Data records:
=== Begin Enclosure ===

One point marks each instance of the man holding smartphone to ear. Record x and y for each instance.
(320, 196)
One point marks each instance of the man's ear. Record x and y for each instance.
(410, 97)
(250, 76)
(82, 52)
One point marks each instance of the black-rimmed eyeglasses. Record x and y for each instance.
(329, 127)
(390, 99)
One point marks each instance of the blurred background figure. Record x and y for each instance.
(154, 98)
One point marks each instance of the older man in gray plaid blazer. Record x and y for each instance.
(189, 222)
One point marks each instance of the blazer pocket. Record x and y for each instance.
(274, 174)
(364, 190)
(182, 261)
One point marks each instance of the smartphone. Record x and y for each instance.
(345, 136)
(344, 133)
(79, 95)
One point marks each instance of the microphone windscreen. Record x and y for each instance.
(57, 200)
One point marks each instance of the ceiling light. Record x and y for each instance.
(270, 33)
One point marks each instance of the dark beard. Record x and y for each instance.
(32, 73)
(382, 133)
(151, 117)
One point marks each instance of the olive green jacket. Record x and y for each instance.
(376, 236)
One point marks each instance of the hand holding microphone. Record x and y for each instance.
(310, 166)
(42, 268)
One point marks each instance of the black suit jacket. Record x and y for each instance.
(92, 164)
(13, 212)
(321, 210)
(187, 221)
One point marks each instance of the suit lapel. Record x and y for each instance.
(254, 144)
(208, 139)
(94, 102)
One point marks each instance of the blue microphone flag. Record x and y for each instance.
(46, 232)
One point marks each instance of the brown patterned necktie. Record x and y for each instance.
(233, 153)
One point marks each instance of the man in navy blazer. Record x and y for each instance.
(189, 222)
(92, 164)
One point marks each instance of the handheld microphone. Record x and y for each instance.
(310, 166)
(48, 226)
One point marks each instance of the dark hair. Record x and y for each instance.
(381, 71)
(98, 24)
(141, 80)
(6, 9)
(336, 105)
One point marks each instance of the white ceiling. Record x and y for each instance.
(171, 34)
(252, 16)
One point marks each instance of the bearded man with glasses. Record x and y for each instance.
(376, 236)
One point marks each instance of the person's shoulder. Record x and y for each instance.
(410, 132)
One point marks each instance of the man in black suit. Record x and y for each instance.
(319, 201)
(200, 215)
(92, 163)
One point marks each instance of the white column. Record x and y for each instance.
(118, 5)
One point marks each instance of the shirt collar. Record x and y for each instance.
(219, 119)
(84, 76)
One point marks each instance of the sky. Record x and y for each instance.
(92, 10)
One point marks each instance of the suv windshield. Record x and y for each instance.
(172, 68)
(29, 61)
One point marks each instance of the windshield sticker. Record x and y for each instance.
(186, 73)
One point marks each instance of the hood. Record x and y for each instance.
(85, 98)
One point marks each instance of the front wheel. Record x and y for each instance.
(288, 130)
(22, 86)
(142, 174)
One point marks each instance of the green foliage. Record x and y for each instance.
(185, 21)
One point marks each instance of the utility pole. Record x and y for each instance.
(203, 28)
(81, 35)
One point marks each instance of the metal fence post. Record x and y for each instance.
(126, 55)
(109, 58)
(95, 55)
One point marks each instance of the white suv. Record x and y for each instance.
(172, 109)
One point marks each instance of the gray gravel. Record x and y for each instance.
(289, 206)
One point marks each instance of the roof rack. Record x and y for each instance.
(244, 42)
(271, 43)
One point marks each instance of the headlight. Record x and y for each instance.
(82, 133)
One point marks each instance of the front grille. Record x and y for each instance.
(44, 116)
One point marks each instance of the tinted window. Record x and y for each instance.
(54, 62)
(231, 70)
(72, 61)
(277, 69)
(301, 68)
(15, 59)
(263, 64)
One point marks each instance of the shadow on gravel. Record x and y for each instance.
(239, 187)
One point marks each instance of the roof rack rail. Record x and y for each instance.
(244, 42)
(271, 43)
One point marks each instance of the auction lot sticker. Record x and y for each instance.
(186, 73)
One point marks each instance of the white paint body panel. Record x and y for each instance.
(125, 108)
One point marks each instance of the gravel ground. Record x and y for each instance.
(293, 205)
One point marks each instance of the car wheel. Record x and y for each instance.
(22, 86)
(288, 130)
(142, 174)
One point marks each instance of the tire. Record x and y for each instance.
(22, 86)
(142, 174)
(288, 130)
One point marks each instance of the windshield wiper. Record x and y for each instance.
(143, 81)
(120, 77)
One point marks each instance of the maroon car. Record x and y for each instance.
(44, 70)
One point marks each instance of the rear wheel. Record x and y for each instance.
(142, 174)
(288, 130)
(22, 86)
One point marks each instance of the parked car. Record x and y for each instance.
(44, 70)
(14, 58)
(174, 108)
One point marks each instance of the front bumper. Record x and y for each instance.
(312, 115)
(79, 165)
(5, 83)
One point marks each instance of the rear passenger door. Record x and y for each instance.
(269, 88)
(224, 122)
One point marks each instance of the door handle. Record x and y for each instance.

=== End Enclosure ===

Quote all of the entries verbatim.

One point marks each instance of the man holding smartphone to ear. Record x and y for each instance.
(320, 196)
One point marks each instance of the man's ear. Record x and y for each instance.
(410, 97)
(250, 76)
(82, 52)
One point marks each instance of the black-rimmed eyeglasses. Record x and y for each instance.
(329, 127)
(390, 99)
One point marks each instance of the blurred background figure. Record x and y for each instance.
(154, 98)
One point marks each instance of the older man in gray plaid blazer. Record x and y for each instance.
(189, 222)
One point marks each instance of the blazer pocket. Record x and y for each instance.
(274, 174)
(364, 190)
(182, 261)
One point marks each instance of the smartphone. Record x and y for each instance.
(345, 136)
(344, 133)
(79, 95)
One point marks each instance of the microphone windscreen. Record x and y for each instance.
(57, 200)
One point marks each instance of the ceiling light. Record x and y for each instance.
(270, 33)
One point marks each instance of the dark beard. Record x and y for each instance.
(32, 73)
(382, 133)
(151, 117)
One point marks each instance of the olive green jacket. Record x and y for each instance.
(376, 236)
One point marks each instance of the hand holding microphone. Record x and y for each instance.
(310, 166)
(42, 268)
One point marks each instance of the black suit jacket. Record x and y for each instance.
(92, 164)
(13, 212)
(321, 210)
(187, 221)
One point marks each instance of the suit lapel. Record x and y for each instance.
(254, 144)
(208, 139)
(94, 102)
One point marks each instance of the blue microphone flag. Record x and y for each instance.
(46, 232)
One point marks each instance of the brown patterned necktie. Record x and y for each instance.
(233, 153)
One point marks each instance of the man in navy blazer. Record x and y for each instance.
(189, 222)
(92, 164)
One point marks each instance of the handheld microphone. Record x and y for each instance.
(310, 166)
(48, 226)
One point marks each instance of the dark hair. Record x and y for each instance.
(381, 71)
(98, 24)
(141, 80)
(6, 9)
(336, 105)
One point marks each instance of the white ceiling. Record x and y for each instance.
(171, 34)
(252, 16)
One point marks each instance of the bearded man with glasses. Record x and y for each instance.
(376, 236)
One point marks each instance of the person's shoulder. Record x and y for each instance.
(410, 132)
One point marks each instance of the man in black suit. Record x and y for each instance.
(319, 201)
(200, 215)
(92, 163)
One point marks each instance of the white column. Record x and y for each instance.
(118, 5)
One point marks each instance of the shirt collar. Record x and y for each instance.
(219, 119)
(84, 76)
One point marks each instance of the sky. Record x and y for each instance.
(92, 10)
One point marks each instance of the suv windshield. Record x and y for each instance.
(172, 68)
(29, 61)
One point marks each instance of the windshield sticker. Record x and y for each instance.
(186, 73)
One point marks each instance of the hood. Record x and y for each instance.
(85, 98)
One point marks each instance of the front wheel. Record x and y for each instance.
(288, 130)
(22, 86)
(142, 174)
One point marks each instance of the green foliage. Record x and y for each instance.
(185, 21)
One point marks each instance of the utility pole. Record x and y for each instance.
(203, 28)
(81, 35)
One point marks each instance of the metal fence post. Record x and y for each instance.
(126, 55)
(109, 58)
(95, 55)
One point marks each instance of the white suv. Record x and y for each instance.
(172, 109)
One point marks each instance of the gray gravel. Record x and y for each instance.
(289, 206)
One point marks each instance of the roof rack. Record x and y for each instance.
(244, 42)
(271, 43)
One point marks each instance of the headlight. Record x and y for each instance.
(82, 133)
One point marks each instance of the front grille. Record x and y for each instance.
(44, 116)
One point marks each instance of the tinted window. Record x and y for each instance.
(54, 62)
(231, 70)
(72, 61)
(277, 69)
(301, 68)
(15, 59)
(263, 64)
One point marks each instance of the shadow on gravel. Record x and y for each instance.
(239, 187)
One point marks each instance of the roof rack rail. Record x and y for each instance.
(244, 42)
(271, 43)
One point marks each instance of the auction lot sticker. Record x and y for each instance.
(186, 73)
One point marks each instance of the white paint body panel. Record x and y for each instance.
(125, 108)
One point marks each instance of the gravel ground. Record x and y for each instance.
(293, 205)
One point marks each instance of the car wheel. Record x and y for each instance.
(22, 86)
(288, 130)
(142, 174)
One point marks each instance of the tire. Record x and y for each instance.
(22, 86)
(142, 174)
(288, 130)
One point marks each instance of the windshield wiper. Record x and y for each instance.
(143, 81)
(120, 77)
One point marks each instance of the maroon car. Record x and y for each instance.
(44, 70)
One point marks each instance of the rear wheel. Record x and y for each instance.
(142, 174)
(288, 130)
(22, 86)
One point marks each instance of the parked car. Record x and y for each instance.
(44, 70)
(14, 58)
(174, 108)
One point marks each instance of the front bumper. Record x and y for each instance.
(312, 115)
(79, 165)
(5, 83)
One point marks each instance of the rear passenger door. Record x and y for each instance.
(269, 88)
(224, 122)
One point marks each instance of the door handle. Record x and y for each instance.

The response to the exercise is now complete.